This is an official implementation for "Video Swin Transformers".

Last update: Jan 03, 2023

Overview

Video Swin Transformer

By Ze Liu*, Jia Ning*, Yue Cao, Yixuan Wei, Zheng Zhang, Stephen Lin and Han Hu.

This repo is the official implementation of "Video Swin Transformer". It is based on mmaction2.

Updates

06/25/2021 Initial commits

Introduction

Video Swin Transformer is initially described in "Video Swin Transformer", which advocates an inductive bias of locality in video Transformers, leading to a better speed-accuracy trade-off compared to previous approaches which compute self-attention globally even with spatial-temporal factorization. The locality of the proposed video architecture is realized by adapting the Swin Transformer designed for the image domain, while continuing to leverage the power of pre-trained image models. Our approach achieves state-of-the-art accuracy on a broad range of video recognition benchmarks, including on action recognition (84.9 top-1 accuracy on Kinetics-400 and 86.1 top-1 accuracy on Kinetics-600 with ~20x less pre-training data and ~3x smaller model size) and temporal modeling (69.6 top-1 accuracy on Something-Something v2).

Results and Models

Kinetics 400

Backbone	Pretrain	Lr Schd	spatial crop	[email protected]	[email protected]	#params	FLOPs	config	model
Swin-T	ImageNet-1K	30ep	224	78.8	93.6	28M	87.9G	config	github/baidu
Swin-S	ImageNet-1K	30ep	224	80.6	94.5	50M	165.9G	config	github/baidu
Swin-B	ImageNet-1K	30ep	224	80.6	94.6	88M	281.6G	config	github/baidu
Swin-B	ImageNet-22K	30ep	224	82.7	95.5	88M	281.6G	config	github/baidu

Kinetics 600

Backbone	Pretrain	Lr Schd	spatial crop	[email protected]	[email protected]	#params	FLOPs	config	model
Swin-B	ImageNet-22K	30ep	224	84.0	96.5	88M	281.6G	config	github/baidu

Something-Something V2

Backbone	Pretrain	Lr Schd	spatial crop	[email protected]	[email protected]	#params	FLOPs	config	model
Swin-B	Kinetics 400	60ep	224	69.6	92.7	89M	320.6G	config	github/baidu

Notes:

Pre-trained image models can be downloaded from Swin Transformer for ImageNet Classification.

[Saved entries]
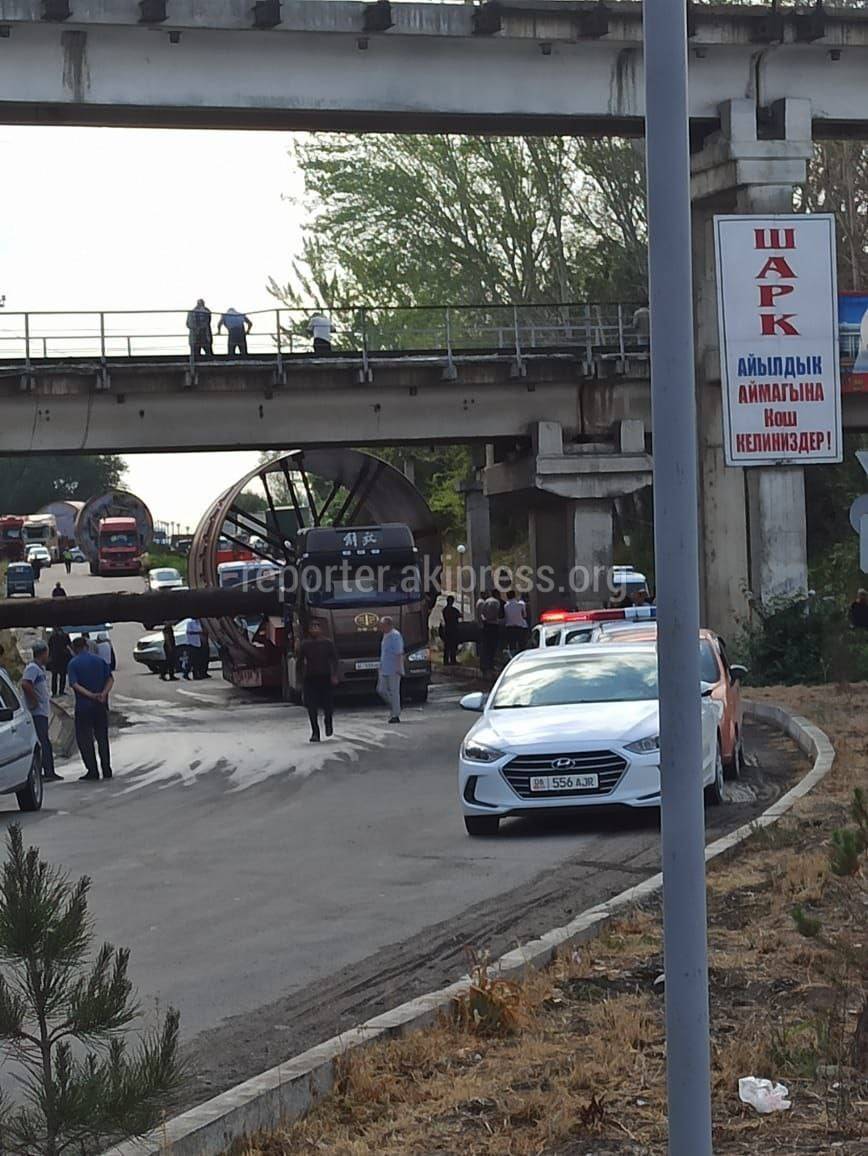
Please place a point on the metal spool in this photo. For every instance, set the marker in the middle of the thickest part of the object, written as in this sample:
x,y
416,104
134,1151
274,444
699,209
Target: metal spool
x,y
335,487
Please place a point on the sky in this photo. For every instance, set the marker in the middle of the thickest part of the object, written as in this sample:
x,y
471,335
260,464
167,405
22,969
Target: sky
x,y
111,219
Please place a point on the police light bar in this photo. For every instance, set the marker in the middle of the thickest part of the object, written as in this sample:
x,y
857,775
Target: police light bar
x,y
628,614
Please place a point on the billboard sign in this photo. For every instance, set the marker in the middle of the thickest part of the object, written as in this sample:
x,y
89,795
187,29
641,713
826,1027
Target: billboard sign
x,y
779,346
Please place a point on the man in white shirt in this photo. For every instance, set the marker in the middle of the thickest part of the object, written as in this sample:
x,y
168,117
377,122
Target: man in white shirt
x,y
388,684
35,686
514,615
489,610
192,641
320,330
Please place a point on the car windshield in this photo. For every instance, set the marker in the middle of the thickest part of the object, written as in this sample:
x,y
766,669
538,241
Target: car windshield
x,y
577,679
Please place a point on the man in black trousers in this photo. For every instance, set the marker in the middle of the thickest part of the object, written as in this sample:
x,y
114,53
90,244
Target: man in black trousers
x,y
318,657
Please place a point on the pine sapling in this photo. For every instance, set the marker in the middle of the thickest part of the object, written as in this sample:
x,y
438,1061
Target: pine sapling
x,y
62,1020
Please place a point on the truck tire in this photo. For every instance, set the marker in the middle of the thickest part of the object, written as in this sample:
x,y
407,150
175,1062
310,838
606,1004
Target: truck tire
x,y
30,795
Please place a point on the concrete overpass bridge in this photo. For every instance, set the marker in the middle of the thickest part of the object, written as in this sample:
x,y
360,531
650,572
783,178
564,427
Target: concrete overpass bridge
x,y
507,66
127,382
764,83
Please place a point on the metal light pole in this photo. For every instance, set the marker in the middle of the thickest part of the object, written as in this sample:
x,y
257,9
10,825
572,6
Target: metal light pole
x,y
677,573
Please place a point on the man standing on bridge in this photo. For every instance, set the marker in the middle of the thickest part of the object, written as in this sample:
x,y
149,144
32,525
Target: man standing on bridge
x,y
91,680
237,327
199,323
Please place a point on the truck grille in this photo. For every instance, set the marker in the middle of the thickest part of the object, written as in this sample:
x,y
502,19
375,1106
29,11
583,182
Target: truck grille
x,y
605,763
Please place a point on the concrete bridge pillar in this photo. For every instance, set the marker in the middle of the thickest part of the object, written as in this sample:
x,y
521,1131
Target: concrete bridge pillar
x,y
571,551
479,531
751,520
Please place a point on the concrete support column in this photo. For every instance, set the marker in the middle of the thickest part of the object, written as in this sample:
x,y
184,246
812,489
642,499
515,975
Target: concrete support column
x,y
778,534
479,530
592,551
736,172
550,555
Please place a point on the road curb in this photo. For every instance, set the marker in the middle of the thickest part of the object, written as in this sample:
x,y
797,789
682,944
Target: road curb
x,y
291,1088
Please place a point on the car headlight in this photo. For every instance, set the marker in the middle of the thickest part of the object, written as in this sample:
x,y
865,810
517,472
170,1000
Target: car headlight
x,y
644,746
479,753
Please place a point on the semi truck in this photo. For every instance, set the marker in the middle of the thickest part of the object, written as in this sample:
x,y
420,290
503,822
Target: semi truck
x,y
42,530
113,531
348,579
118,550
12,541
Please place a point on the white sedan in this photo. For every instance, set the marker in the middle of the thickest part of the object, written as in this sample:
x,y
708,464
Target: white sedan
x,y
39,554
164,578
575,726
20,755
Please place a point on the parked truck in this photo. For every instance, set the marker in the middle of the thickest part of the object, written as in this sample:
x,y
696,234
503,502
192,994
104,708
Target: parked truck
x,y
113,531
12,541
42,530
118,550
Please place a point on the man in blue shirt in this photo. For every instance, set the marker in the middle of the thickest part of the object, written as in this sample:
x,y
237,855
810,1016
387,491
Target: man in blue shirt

◆ **Assigned task 1**
From the Video Swin Transformer page, return the passage between "This is an official" and "based on mmaction2.", inclusive.
◆ **Assigned task 2**
Name every author credited on the Video Swin Transformer page.
◆ **Assigned task 3**
Please write what comes next on the Video Swin Transformer page, starting after its final sentence.

◆ **Response 1**
This is an official implementation for "Video Swin Transformers".

Last update: Jan 03, 2023

Overview

Video Swin Transformer

By Ze Liu*, Jia Ning*, Yue Cao, Yixuan Wei, Zheng Zhang, Stephen Lin and Han Hu.

This repo is the official implementation of "Video Swin Transformer". It is based on mmaction2.

◆ **Response 2**
Ze Liu, Jia Ning, Yue Cao, Yixuan Wei, Zheng Zhang, Stephen Lin, Han Hu

◆ **Response 3**
The pre-trained model of SSv2 could be downloaded at github/baidu.
Access code for baidu is swin.

Usage

Installation

Please refer to install.md for installation.

We also provide docker file cuda10.1 (image url) and cuda11.0 (image url) for convenient usage.

Data Preparation

Please refer to data_preparation.md for a general knowledge of data preparation. The supported datasets are listed in supported_datasets.md.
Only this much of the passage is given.